▶ [What the task asks]: Exactly those lines that run from the one containing "Where can you spot the brown" through the last line of the entries below should be printed, and no others.

■ ■ ■

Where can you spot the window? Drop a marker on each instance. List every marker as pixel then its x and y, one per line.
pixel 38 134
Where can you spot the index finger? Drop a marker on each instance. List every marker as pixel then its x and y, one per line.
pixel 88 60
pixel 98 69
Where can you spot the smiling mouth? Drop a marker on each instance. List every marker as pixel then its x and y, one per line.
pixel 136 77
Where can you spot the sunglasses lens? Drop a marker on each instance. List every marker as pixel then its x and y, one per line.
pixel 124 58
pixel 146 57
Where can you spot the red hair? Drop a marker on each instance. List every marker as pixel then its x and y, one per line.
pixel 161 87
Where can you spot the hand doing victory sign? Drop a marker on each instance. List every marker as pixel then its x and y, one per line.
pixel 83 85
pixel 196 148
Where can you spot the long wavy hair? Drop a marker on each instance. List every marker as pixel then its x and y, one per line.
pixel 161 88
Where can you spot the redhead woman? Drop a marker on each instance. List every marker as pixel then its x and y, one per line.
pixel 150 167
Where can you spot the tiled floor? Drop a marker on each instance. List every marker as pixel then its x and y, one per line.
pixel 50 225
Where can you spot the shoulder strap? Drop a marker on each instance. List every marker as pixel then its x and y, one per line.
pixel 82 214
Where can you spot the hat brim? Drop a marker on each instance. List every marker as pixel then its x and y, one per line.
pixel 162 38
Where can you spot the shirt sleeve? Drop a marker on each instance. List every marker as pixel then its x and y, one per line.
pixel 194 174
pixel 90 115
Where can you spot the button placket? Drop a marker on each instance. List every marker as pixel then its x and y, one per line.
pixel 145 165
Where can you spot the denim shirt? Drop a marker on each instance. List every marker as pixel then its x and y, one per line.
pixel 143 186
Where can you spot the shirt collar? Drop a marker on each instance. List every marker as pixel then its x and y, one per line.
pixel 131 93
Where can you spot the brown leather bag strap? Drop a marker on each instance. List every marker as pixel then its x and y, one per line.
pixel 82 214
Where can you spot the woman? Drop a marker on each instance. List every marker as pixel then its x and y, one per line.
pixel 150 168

■ ■ ■

▶ [Answer box]:
Where can you spot the brown leather bag strap? Drop a marker on each instance. List every marker as pixel then its x and y, one per line.
pixel 82 214
Where can you spot the woman? Drop a marker on each instance. List every marker as pixel then its x and y, one per line.
pixel 150 168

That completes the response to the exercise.